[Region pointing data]
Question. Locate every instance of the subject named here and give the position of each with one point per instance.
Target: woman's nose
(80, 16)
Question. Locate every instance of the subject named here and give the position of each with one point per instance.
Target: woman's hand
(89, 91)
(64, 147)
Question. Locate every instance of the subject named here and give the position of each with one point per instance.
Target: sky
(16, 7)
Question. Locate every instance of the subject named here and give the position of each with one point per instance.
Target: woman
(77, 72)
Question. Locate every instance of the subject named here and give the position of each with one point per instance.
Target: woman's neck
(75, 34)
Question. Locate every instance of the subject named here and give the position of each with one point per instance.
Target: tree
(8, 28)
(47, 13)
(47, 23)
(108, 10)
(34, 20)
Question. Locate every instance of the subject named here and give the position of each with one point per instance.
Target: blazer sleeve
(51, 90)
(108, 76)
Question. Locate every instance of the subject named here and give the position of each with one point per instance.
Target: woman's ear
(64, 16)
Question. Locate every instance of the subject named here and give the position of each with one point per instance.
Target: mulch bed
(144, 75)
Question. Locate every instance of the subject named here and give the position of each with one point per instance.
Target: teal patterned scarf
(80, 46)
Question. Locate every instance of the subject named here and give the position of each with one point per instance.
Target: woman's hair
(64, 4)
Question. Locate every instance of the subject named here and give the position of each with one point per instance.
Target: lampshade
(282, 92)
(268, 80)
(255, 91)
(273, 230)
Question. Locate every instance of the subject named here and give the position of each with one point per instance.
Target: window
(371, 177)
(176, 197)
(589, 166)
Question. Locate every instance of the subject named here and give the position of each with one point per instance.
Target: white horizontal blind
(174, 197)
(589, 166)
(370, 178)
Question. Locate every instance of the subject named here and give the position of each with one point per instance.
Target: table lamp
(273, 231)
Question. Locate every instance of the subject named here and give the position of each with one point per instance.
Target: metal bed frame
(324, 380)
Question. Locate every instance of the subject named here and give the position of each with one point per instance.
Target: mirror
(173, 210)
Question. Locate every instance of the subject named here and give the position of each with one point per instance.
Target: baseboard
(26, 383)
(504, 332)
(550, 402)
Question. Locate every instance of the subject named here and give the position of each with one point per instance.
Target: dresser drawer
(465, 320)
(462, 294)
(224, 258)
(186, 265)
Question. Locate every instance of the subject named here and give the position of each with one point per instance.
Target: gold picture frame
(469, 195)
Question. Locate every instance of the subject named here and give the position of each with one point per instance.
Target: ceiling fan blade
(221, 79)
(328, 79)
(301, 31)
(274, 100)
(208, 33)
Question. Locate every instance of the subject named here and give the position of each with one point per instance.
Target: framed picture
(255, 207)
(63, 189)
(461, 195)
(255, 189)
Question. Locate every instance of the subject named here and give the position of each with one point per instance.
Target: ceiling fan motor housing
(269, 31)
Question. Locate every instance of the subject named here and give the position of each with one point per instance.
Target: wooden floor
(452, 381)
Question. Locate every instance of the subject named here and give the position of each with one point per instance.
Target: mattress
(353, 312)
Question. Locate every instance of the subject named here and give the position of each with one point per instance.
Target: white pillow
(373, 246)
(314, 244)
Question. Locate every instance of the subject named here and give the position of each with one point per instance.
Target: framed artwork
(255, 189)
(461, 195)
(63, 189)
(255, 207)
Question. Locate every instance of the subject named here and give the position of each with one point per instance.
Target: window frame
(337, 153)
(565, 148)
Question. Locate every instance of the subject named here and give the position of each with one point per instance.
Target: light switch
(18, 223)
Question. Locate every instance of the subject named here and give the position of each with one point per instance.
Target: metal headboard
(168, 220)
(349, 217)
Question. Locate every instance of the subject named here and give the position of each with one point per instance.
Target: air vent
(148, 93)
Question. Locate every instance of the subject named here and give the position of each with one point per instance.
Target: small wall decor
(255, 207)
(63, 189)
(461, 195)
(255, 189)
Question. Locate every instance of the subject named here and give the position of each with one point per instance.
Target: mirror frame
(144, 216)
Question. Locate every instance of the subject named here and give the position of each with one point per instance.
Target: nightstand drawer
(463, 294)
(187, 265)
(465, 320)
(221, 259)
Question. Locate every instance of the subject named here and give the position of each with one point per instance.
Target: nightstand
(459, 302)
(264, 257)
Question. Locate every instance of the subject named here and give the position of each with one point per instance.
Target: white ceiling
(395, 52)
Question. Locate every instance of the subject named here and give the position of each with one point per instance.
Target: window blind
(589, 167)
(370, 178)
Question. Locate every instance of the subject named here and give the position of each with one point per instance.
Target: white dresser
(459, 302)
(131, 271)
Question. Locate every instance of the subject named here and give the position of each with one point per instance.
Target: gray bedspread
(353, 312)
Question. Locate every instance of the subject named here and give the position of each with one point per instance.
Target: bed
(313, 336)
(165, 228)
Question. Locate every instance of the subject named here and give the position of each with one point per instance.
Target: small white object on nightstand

**Aim of the task:**
Every entry is to be transcribed exactly as it stands.

**Response to the task:**
Question. Locate every instance of the subject named here and give the position of each with one point per instance.
Target: woman's nose
(80, 16)
Question. Locate every instance of the subject named here and give the position of each with one point per instance.
Target: woman's hand
(89, 91)
(64, 147)
Question. Locate every instance of the subject named here and give the position of each with one point per instance.
Target: sky
(16, 7)
Question. Locate every instance of the subject named here and give the position of each with one point per instance.
Target: woman
(77, 72)
Question. Locate every instance of the subject named here and give the position of each with one point per instance.
Target: woman's neck
(75, 34)
Question. Locate every instance of the subject named here and give the position of each with one point per instance.
Target: tree
(8, 28)
(47, 13)
(47, 23)
(108, 10)
(34, 20)
Question. Locate every instance of the subject named here and give the position of each with one point per instance.
Target: blazer sleeve
(51, 90)
(108, 76)
Question. Locate every instance of the subject named here and give the position of each with one point per instance.
Target: woman's ear
(64, 16)
Question. Locate every instance of the subject named here and give the position of each with one point per instance.
Target: mulch bed
(144, 75)
Question. Locate every instance of the subject named here and give the position of each with one point per instance.
Target: teal patterned scarf
(80, 46)
Question. Locate every instance of the subject named here and give the position of each with one point per instance.
Target: woman's hair
(64, 4)
Question. Locate every instance of the subject named here and give the position of each with one point per instance.
Target: lampshade
(282, 92)
(268, 80)
(255, 91)
(273, 230)
Question. Locate every instance of the subject named here and give the position of each with one point per instance.
Target: window
(371, 177)
(176, 197)
(589, 166)
Question. Locate every instance of the subject named here and give the position of each with one point per instance.
Target: white horizontal blind
(174, 197)
(589, 166)
(370, 178)
Question. Locate every instance of the subject named here and give the position of each with one point per instance.
Target: table lamp
(273, 231)
Question. Locate every instance of the subject named here and give the position of each with one point per instance.
Target: metal bed frame
(324, 380)
Question. Locate every instance of the subject named here and give the position of each with one point per instance.
Target: mirror
(173, 210)
Question. Locate every instance of the subject named here and give the position of each with one point per instance.
Target: baseboard
(26, 383)
(504, 332)
(550, 402)
Question. Locate every instance of the subject named here and give the position of each with one point per instance.
Target: dresser drawer
(465, 320)
(462, 294)
(224, 258)
(186, 265)
Question. Locate every instance of the subject named here and give the position of each with one point per instance.
Target: gold picture frame
(469, 195)
Question. Locate every instance of the subject named here and give the position of each with one point per instance.
Target: ceiling fan blade
(221, 79)
(328, 79)
(301, 31)
(274, 100)
(208, 33)
Question. Locate every instance of the subject named here and give the position of each with one point per instance.
Target: framed picture
(255, 207)
(63, 189)
(461, 195)
(255, 189)
Question. Locate every instance of the subject named here and give the position of each with one point per instance.
Target: ceiling fan motor housing
(269, 31)
Question. Locate every instance of the subject named here and give the position of each with one point per instance.
Target: wooden floor
(452, 381)
Question. Locate every instance of the subject named here and give the position of each with one point per instance.
Target: mattress
(353, 312)
Question. Locate every instance of the subject named here and give the position of each with one point per instance.
Target: white pillow
(373, 246)
(314, 244)
Question. Locate every instance of the subject named here and give the position of each with one point per instance.
Target: framed artwork
(255, 189)
(461, 195)
(63, 189)
(255, 207)
Question. Locate every instance of the subject named here and give the position of each with one point per instance.
Target: window frame
(337, 153)
(565, 148)
Question. Locate every instance of the subject named here and give the position of each with one point per instance.
Target: light switch
(18, 223)
Question. Locate every instance of the subject named here and give the position of each with one point per instance.
Target: metal headboard
(168, 220)
(349, 217)
Question. Locate every instance of the subject named here and give the position of each with one point per instance.
Target: air vent
(148, 93)
Question. Locate every instance of the subject named here and give the position of each with one point per instance.
Target: small wall decor
(255, 207)
(63, 189)
(461, 195)
(255, 189)
Question. Locate every instance of the subject named here and give the position of each with one point per instance.
Target: mirror frame
(144, 216)
Question. Locate every instance of the subject named here and give the position of each with one point per instance.
Target: nightstand drawer
(463, 294)
(187, 265)
(465, 320)
(221, 259)
Question. Locate every instance of the subject named here and give the position of each with one point per instance.
Target: nightstand
(459, 302)
(264, 257)
Question. Locate every instance of the subject named here and give the position of each with one point per instance.
Target: white ceiling
(395, 52)
Question. Locate every instance of the subject named here and give the position of each with one point per instance.
Target: window blind
(589, 167)
(370, 178)
Question. Locate every instance of the subject named here and give the position of each with one point per instance.
Target: white dresser
(459, 302)
(131, 271)
Question. Locate every instance of the subject named here and give the position of each with one point per instance.
Target: gray bedspread
(353, 312)
Question. Locate every instance of the subject named here and give the position of each with one point per instance.
Target: bed
(313, 336)
(165, 228)
Question. Locate every instance of the subject named here and give the position of each with one point per instance.
Target: small white object on nightstand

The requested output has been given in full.